What to produce
Among the entries, find the lines with the string "pixel" and report them.

--- Records for processing Enclosed Below ---

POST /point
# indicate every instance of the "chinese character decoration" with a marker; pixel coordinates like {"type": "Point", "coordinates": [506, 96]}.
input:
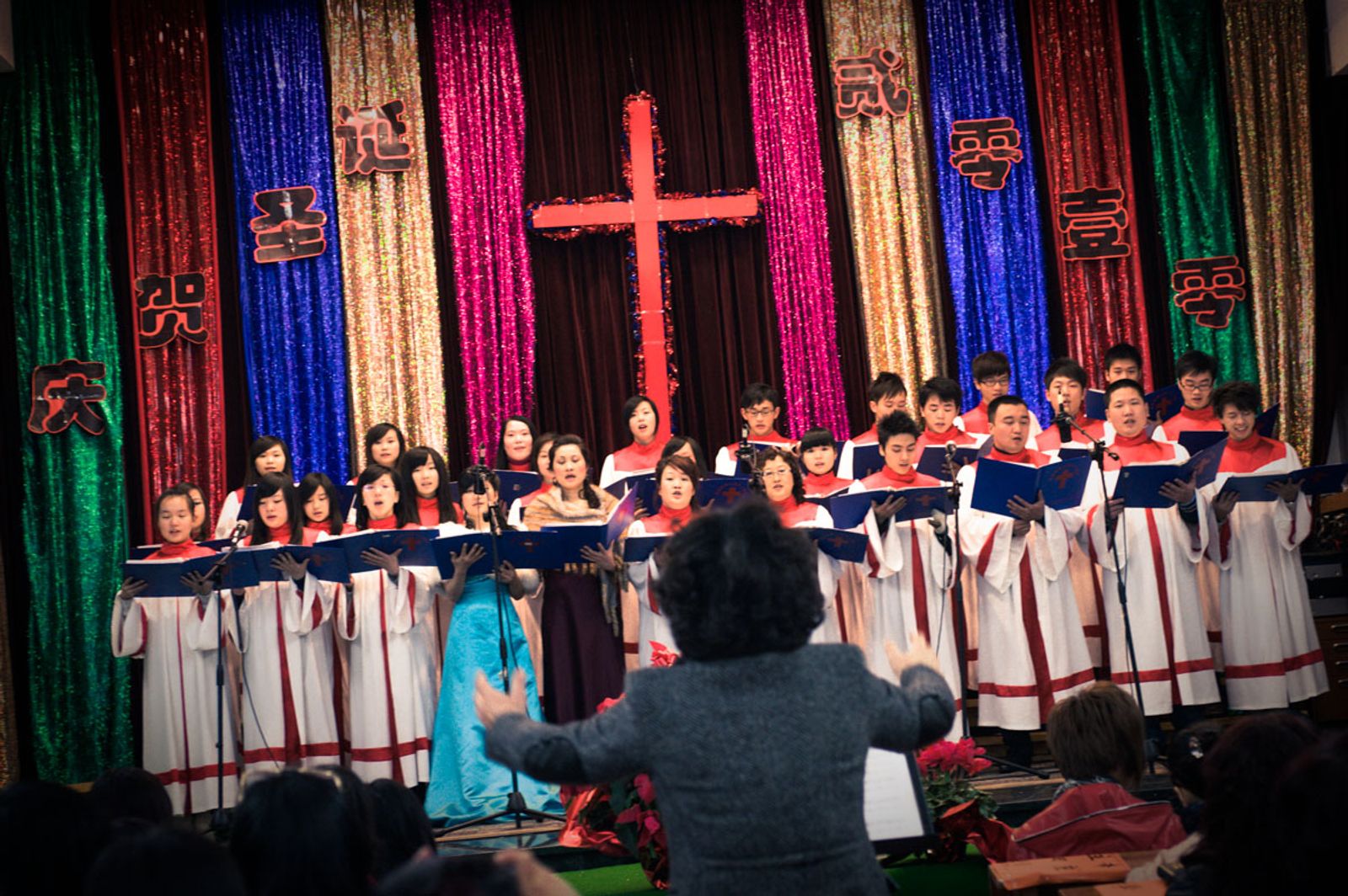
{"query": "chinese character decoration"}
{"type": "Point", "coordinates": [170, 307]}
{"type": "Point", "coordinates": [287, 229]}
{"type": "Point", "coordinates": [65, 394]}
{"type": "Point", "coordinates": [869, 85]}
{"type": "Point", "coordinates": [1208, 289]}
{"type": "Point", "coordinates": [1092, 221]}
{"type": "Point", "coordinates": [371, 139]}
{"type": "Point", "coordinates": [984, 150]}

--- End of Enclosed Records for processing ---
--- Records for processing Enclosed Below ---

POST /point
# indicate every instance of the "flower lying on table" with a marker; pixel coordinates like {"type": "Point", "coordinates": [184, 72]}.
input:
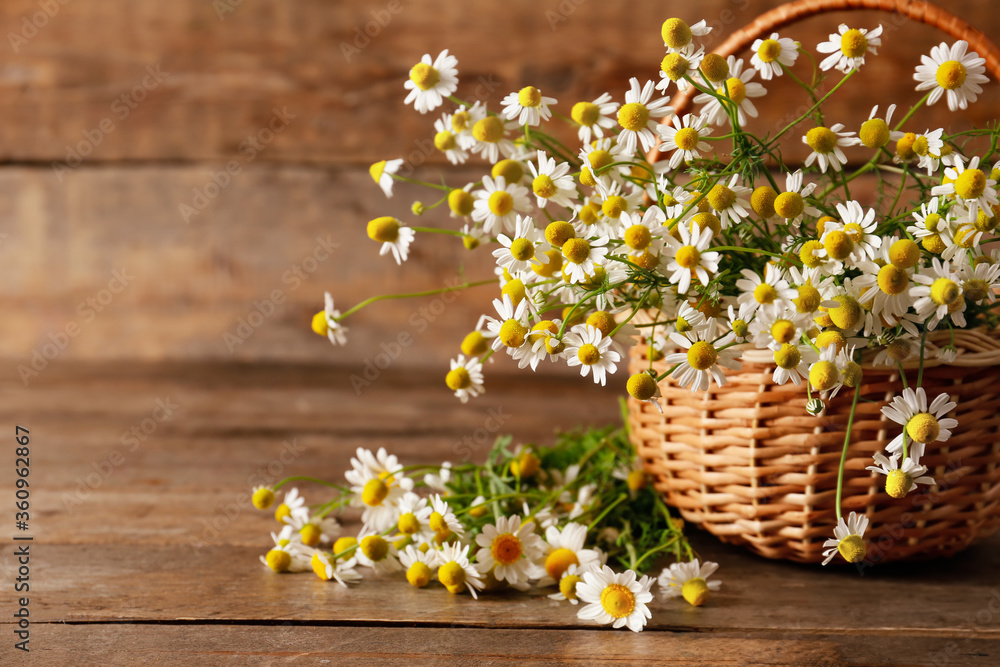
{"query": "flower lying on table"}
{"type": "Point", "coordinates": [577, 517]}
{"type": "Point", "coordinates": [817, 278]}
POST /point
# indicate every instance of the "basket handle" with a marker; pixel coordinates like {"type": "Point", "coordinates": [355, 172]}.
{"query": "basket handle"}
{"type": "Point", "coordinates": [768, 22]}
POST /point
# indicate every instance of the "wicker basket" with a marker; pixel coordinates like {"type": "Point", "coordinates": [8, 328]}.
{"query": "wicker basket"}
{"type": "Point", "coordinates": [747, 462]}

--- End of Enclosed Records for processing ---
--- Records for processing Enclosed Below ---

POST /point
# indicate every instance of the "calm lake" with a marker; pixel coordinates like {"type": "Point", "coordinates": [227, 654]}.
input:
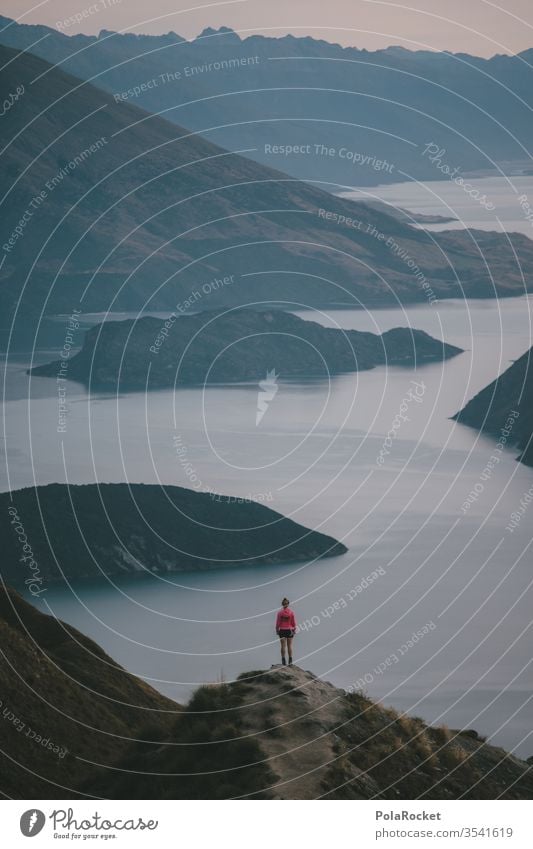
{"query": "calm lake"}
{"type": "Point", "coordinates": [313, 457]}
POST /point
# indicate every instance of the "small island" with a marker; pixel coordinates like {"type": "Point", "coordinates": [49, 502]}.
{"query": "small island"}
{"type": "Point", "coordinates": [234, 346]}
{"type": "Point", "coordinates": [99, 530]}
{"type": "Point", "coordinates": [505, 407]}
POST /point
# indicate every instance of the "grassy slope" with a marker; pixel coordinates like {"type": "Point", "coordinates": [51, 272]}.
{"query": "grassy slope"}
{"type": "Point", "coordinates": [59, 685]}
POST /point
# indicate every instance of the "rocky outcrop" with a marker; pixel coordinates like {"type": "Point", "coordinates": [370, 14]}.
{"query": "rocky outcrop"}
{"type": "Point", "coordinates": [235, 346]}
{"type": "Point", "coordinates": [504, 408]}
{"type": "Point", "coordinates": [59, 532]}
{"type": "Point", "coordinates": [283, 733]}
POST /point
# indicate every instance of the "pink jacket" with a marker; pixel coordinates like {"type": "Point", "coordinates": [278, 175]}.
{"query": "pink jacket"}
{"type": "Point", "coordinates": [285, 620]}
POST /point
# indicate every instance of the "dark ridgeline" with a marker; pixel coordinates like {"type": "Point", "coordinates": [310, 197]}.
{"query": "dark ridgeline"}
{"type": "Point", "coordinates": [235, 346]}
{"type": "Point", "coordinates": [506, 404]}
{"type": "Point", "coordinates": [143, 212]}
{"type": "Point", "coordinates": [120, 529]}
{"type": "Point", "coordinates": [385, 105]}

--- End of Enclosed Records for processing ---

Response box
# indicate every instance of the "chinese character decoration" with a marker; pixel coordinates like {"type": "Point", "coordinates": [506, 96]}.
# indicate every instance of the "flower lying on table" with a marker; pixel coordinates like {"type": "Point", "coordinates": [184, 72]}.
# indicate every instance of the "basket handle" with a marker; pixel coordinates like {"type": "Point", "coordinates": [355, 172]}.
# indicate every instance of the "wicker basket" with a marker; pixel coordinates like {"type": "Point", "coordinates": [8, 328]}.
# indicate every instance of the "calm lake" with a marker; pixel coordinates like {"type": "Point", "coordinates": [227, 654]}.
# indicate every instance of the "small island" with a marker; pixel coordinates like {"type": "Point", "coordinates": [49, 502]}.
# indicate every instance of the "grassy slope" with a marker; pixel coordinates like {"type": "Point", "coordinates": [51, 272]}.
# indicate every instance of the "rocky outcrop" with a marker; pixel coordinates like {"type": "Point", "coordinates": [370, 14]}.
# indicate every instance of the "pink jacket" with a marker; pixel coordinates like {"type": "Point", "coordinates": [278, 175]}.
# indicate every instance of the "dark ridgeline" with a marker; pixel coordinates like {"type": "Point", "coordinates": [310, 197]}.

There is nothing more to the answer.